--- Input for this task ---
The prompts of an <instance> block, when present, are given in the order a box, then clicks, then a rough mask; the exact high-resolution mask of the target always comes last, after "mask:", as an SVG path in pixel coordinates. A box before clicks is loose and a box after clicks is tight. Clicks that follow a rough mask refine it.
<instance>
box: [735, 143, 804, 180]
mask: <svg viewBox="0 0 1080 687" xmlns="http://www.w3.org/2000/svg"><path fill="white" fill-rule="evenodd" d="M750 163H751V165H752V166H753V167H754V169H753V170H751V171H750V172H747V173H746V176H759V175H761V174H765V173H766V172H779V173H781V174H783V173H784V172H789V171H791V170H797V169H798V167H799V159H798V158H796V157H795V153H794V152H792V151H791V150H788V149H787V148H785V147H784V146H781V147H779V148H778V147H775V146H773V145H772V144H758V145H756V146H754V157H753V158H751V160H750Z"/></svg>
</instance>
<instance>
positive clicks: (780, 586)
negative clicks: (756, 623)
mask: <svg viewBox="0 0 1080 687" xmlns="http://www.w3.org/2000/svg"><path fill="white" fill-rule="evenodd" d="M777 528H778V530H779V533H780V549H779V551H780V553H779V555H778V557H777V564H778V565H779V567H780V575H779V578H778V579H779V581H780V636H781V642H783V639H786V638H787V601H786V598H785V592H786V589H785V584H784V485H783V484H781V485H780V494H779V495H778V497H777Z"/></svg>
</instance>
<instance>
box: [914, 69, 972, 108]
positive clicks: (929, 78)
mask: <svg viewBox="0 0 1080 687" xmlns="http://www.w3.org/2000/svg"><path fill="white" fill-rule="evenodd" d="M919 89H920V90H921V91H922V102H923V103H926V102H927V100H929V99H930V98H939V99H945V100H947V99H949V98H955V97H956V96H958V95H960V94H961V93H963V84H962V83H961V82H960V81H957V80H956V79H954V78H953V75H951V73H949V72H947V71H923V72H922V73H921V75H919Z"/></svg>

--- About this exercise ---
The records shown above are to be retyped exactly, with none omitted.

--- Response to this task ---
The prompts of an <instance> block, when present, are given in the order a box, then clicks, then a rough mask; the exact high-resolution mask of the target always comes last, after "mask:", as an SVG path in pixel coordinates. A box before clicks is loose and a box after clicks is tight. Clicks that follow a rough mask refine it.
<instance>
box: [735, 143, 804, 180]
mask: <svg viewBox="0 0 1080 687" xmlns="http://www.w3.org/2000/svg"><path fill="white" fill-rule="evenodd" d="M750 163H751V165H752V166H753V167H754V169H753V170H751V171H750V172H747V173H746V176H759V175H761V174H765V173H766V172H779V173H781V174H783V173H784V172H789V171H791V170H797V169H798V167H799V159H798V158H796V157H795V153H794V152H792V151H791V150H788V149H787V148H785V147H784V146H781V147H779V148H778V147H775V146H773V145H772V144H758V145H756V146H754V157H753V158H751V160H750Z"/></svg>
</instance>
<instance>
positive clicks: (780, 586)
negative clicks: (756, 623)
mask: <svg viewBox="0 0 1080 687" xmlns="http://www.w3.org/2000/svg"><path fill="white" fill-rule="evenodd" d="M777 528H778V530H779V533H780V549H779V551H780V553H779V555H778V557H777V564H778V565H779V567H780V575H779V578H778V579H779V581H780V636H781V642H783V639H786V638H787V601H786V598H785V592H786V589H785V584H784V485H783V484H781V485H780V494H779V495H778V497H777Z"/></svg>
</instance>
<instance>
box: [914, 69, 972, 108]
positive clicks: (929, 78)
mask: <svg viewBox="0 0 1080 687" xmlns="http://www.w3.org/2000/svg"><path fill="white" fill-rule="evenodd" d="M919 89H920V90H921V91H922V102H923V103H926V102H927V100H929V99H930V98H939V99H945V100H947V99H949V98H955V97H956V96H958V95H960V94H961V93H963V84H962V83H961V82H960V81H957V80H956V79H954V78H953V75H951V73H949V72H947V71H923V72H922V73H921V75H919Z"/></svg>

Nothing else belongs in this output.